### [Page excerpt]
# 4" or 6" Jack Plate



## Jared T. (Apr 13, 2014)

I am at a crossroads as to which to get. What are the pros and cons versus 4" and 6"? Will I get cleaner water further back? Can I run my motor higher with it further back? With it back further how will it affect the squat? It will be going on a Johnsen skiff with sponsens.


----------



## yobata (Jul 14, 2015)

I haven't seen any new photos of your boat, please post some. Always thought it was very cool that you were able to add sponsons!


----------



## Smackdaddy53 (Dec 31, 2012)

It all depends on the boat and motor plus other factors. There is a balance you need to meet to make the combination function at maximum efficiency. Too far back (more setback) and you create a lever effect and the stern squats more at rest BUT you get the prop where the water column rises off the hull at a higher point depending on weight distribution. Closer to the transom (less setback) keeps more weight forward and you jump on plane quicker as long as you aren't stern heavy. It has to be balanced and you can't get it right by guessing, only by testing the attitude of your weight distribution which changes your water column which changes where your prop needs to be to pick the water up without cavitating and create propulsion.


----------



## Capnredfish (Feb 1, 2012)

I would go with the 4. It's not a speed boat. But being a skiff you want less squat. Bad enough having to add the weight of JP. All this balancing will most likely require adding weight which will hurt speed. Nothing to move on my skiff. Tank is already up front. Maybe you can move things on yours.


----------



## Jared T. (Apr 13, 2014)

The gas tank, ~18 gallons, will be upfront with batteries. Technically the jack plate would 5.5" back. I think I will gain more by the 1.5" than the squat especially since I'm a tiny guy, 165lbs.

(Saved data entries)

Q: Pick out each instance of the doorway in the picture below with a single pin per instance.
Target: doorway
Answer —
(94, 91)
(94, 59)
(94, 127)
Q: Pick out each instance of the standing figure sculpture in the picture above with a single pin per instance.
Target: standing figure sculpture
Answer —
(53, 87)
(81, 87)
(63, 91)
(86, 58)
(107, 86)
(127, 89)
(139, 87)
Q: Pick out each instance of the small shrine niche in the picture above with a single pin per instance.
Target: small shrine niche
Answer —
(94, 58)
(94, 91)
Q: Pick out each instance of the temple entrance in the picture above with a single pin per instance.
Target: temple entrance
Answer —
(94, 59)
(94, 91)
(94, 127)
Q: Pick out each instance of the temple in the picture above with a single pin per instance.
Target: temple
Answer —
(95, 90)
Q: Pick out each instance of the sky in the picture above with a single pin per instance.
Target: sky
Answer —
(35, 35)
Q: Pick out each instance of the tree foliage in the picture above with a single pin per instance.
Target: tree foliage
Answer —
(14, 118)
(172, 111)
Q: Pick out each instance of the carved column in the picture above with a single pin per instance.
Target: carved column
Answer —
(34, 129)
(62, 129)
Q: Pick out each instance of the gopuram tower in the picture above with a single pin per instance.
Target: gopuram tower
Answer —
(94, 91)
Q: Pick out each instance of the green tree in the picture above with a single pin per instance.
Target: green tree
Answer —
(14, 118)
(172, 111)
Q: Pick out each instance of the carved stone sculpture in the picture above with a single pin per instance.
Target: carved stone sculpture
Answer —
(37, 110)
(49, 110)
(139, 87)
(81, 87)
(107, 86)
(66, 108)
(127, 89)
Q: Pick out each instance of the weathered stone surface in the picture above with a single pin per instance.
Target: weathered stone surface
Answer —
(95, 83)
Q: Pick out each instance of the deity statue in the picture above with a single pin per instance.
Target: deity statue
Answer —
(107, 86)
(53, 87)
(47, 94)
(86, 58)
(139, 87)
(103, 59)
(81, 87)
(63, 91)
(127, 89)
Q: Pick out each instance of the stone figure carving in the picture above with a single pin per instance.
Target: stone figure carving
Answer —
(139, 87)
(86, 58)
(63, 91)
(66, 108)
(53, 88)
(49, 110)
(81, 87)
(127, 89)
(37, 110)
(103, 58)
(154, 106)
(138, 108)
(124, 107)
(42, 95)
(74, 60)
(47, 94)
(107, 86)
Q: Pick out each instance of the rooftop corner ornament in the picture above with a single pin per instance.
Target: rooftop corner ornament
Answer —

### [Exercise details]
Translate this sentence from the jack plate thread above into Spanish: "Closer to the transom (less setback) keeps more weight forward and you jump on plane quicker as long as you aren't stern heavy."

### [Problem solution]
Más cerca del espejo de popa (menos desplazamiento hacia atrás) se mantiene más peso hacia adelante y entras en planeo más rápido, siempre que no estés cargado de popa.